**** Material to process
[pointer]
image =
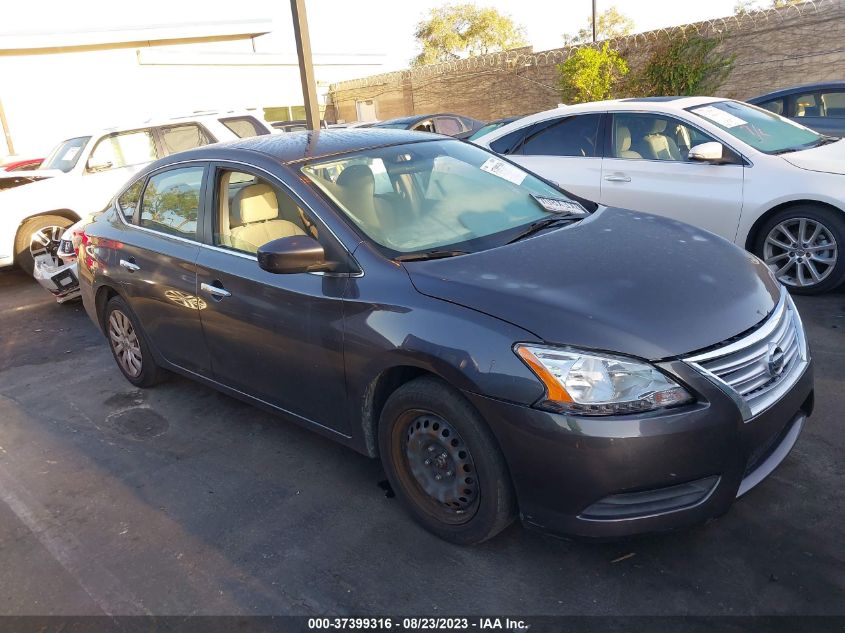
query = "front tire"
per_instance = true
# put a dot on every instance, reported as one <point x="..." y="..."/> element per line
<point x="37" y="236"/>
<point x="444" y="463"/>
<point x="129" y="345"/>
<point x="803" y="246"/>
********
Task goal. Rewrite every line of the entries above as a numbered list, skipping any blank lines. Leave the pictures out.

Written response.
1. [pointer]
2. image =
3. query = "front tire"
4. per_instance = true
5. # put a dot on every instance, reported as one <point x="..." y="..."/> element per line
6. <point x="37" y="236"/>
7. <point x="444" y="463"/>
8. <point x="129" y="345"/>
9. <point x="803" y="246"/>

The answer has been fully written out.